How does the data below read from its first line through the line containing "box: [64, 6, 367, 308]"? Print those lines exactly.

[Dataset entries]
☆ ☆ ☆ ☆ ☆

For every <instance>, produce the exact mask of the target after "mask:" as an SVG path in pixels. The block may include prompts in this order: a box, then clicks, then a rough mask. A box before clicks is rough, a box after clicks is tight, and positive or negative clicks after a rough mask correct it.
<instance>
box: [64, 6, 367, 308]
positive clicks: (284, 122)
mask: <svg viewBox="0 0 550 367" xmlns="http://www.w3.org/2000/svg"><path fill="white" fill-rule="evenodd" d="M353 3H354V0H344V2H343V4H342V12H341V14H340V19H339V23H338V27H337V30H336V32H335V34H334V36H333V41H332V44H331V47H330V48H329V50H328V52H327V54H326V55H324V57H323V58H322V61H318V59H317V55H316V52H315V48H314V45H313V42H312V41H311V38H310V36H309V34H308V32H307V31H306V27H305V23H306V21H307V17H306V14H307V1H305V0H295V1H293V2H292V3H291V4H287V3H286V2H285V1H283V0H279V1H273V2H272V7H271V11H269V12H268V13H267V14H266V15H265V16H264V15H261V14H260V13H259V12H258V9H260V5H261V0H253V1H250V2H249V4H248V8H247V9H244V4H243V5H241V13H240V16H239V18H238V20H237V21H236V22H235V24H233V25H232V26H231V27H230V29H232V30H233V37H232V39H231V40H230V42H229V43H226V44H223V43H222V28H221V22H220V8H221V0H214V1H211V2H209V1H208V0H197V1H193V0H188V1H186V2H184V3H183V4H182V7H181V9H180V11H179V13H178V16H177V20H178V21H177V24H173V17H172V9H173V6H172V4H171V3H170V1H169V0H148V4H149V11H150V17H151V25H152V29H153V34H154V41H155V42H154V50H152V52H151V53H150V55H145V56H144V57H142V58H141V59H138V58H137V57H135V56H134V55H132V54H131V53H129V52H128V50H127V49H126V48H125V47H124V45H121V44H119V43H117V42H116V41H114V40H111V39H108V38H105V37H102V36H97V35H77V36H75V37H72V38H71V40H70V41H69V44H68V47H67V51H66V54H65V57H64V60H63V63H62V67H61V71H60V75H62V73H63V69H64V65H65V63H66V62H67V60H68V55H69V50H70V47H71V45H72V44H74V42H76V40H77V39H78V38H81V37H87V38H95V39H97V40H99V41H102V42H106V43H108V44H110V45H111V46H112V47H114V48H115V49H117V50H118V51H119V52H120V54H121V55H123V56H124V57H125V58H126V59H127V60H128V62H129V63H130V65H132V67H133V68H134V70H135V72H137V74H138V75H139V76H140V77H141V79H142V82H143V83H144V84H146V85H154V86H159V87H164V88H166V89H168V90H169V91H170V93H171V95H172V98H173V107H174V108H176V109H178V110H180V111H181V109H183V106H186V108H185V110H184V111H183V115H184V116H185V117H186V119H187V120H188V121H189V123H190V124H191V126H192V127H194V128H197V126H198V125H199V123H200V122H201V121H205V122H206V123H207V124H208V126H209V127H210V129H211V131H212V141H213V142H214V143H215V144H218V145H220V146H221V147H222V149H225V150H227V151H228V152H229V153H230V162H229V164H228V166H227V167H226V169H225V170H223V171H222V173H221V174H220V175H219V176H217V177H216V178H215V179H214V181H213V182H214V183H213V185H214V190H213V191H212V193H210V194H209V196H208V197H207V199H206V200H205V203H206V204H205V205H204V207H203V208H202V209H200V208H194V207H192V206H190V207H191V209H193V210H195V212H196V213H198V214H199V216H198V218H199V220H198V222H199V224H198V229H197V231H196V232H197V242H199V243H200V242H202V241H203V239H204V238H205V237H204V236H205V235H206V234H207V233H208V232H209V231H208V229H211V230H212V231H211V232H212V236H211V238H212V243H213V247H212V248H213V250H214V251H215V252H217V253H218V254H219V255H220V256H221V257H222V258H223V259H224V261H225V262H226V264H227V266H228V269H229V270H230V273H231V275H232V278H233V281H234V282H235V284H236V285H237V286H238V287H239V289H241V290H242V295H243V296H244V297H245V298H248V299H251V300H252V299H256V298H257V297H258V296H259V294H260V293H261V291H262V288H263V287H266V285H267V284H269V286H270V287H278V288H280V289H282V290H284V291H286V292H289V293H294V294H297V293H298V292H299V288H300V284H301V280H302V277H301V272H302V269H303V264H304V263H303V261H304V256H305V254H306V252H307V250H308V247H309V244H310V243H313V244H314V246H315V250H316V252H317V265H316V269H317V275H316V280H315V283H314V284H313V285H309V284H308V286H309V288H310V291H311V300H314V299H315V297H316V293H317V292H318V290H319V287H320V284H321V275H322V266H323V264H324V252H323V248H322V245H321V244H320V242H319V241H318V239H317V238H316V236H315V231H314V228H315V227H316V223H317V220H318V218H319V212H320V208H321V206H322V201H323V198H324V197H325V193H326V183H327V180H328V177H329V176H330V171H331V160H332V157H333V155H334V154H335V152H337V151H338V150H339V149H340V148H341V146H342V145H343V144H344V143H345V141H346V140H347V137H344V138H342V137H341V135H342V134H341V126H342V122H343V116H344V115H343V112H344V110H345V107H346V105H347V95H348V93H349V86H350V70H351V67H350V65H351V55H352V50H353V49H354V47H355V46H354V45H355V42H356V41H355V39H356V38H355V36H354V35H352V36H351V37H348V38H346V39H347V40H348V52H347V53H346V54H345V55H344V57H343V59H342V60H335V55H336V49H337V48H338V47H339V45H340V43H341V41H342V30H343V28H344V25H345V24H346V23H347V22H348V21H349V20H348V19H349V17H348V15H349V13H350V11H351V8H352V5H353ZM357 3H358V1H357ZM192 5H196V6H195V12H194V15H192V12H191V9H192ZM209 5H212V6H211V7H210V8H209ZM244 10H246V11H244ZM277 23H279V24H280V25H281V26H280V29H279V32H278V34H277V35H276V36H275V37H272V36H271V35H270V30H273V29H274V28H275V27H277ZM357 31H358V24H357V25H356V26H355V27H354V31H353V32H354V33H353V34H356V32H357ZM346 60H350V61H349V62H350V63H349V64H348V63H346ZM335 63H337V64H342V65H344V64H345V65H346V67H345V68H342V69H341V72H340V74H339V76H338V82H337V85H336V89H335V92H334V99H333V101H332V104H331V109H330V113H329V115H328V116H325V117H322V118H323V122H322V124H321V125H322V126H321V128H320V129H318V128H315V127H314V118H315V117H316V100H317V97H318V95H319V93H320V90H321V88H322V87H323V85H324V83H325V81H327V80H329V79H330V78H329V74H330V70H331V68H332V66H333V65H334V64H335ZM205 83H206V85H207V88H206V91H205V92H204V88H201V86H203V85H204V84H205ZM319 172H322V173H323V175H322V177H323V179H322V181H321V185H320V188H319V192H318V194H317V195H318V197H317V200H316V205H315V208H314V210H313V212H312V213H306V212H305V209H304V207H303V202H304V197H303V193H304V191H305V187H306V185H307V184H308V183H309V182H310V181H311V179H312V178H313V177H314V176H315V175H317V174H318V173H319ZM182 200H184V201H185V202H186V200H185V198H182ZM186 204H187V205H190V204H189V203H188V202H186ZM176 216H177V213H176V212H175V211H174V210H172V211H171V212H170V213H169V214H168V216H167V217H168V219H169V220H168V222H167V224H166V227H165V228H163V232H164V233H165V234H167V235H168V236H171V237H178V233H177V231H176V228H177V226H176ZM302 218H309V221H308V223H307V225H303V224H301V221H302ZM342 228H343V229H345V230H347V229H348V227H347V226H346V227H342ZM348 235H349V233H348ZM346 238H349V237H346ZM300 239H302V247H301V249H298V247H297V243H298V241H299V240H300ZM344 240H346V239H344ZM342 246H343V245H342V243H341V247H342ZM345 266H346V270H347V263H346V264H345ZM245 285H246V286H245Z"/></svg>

☆ ☆ ☆ ☆ ☆

Response to the exercise:
For every <instance>, produce the exact mask of the target after "mask:" as an SVG path in pixels. The block may include prompts in this order: a box, then clicks, then a rough mask. A box before clicks is rough, a box after clicks is tight, and positive or negative clicks after a rough mask correct it.
<instance>
box: [64, 6, 367, 308]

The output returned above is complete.